Nico (known as Nicholas in most non-Spanish-speaking countries) is a 2001 Spanish animated television series produced by BRB Internacional, Televisión Española and the National Organization of the Spanish Blind. The title character, Nico, is a boy that is blind. Blind people in the cartoon are usually referred to as "visually impaired" (invidente) regardless of how severe, or otherwise, their blindness is.

The series raised awareness of progresses being made in cities as they became more blind-friendly.  It also educated children about blind people.

Characters
Nico is initially introduced as moving to a new school, where the rest of the main characters, his classmates, are introduced.  In the first episode, he states that he progressively lost his sight, and was therefore integrated into a school for visually impaired people for the last few years.  This is later retconned to him being blind from birth: This was expressed explicitly in one episode, he tells a supermodel that has recently lost her sight that it is best to have been able to see once, than to never have seen like him.

Other characters include:
 Tom, Nico's guide dog who every now-and-then makes side-comments to the audience.
 Patty, Nico's neighbor, classmate, and best friend. She always ties her blonde hair in a pony tail.
 Oscar, a classmate that perpetually chews bubble gum, who always tried to trick Nico or Tom into tripping or getting into trouble. He feels that Nico is stealing his popularity.
 Flappy (so named because he wiggles his ears too much), Oscar's dim-witted and good-hearted, yet only, henchman. He is a bit egocentrical, believes he has psychokinetic powers, and has a short stature.
 Aisha, Nico's classmate of African descent who perpetually is trying to invent something. Seems to be allergic to Flappy.

▸ **Dataset entries**:
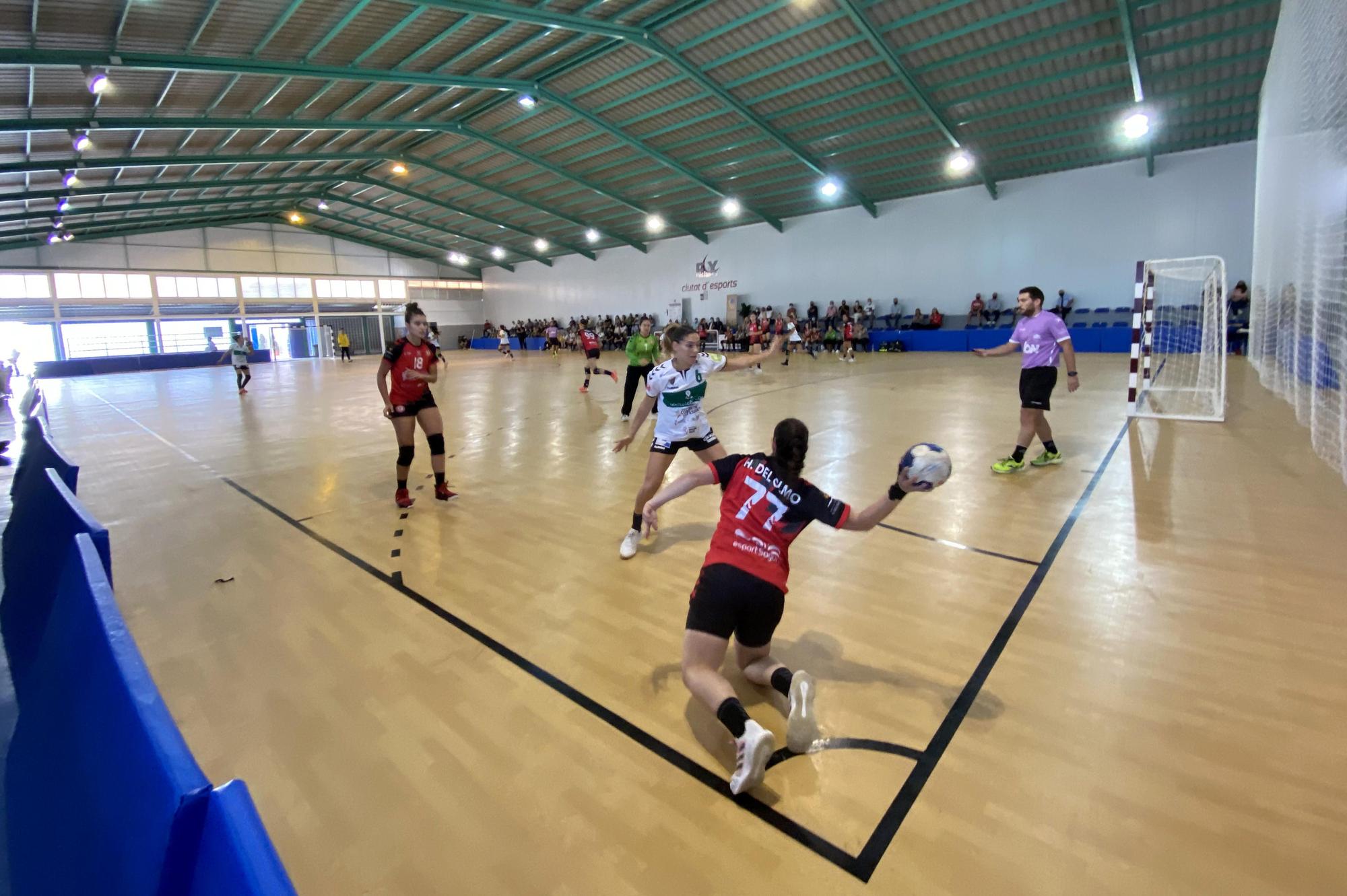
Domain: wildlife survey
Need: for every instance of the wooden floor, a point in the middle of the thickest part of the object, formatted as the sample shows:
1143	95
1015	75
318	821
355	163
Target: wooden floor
498	710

▸ **Your instructions**:
In the text about the animated series Nico, why is the character Flappy given that name?

▸ **Response to this task**:
He is called Flappy because he wiggles his ears too much.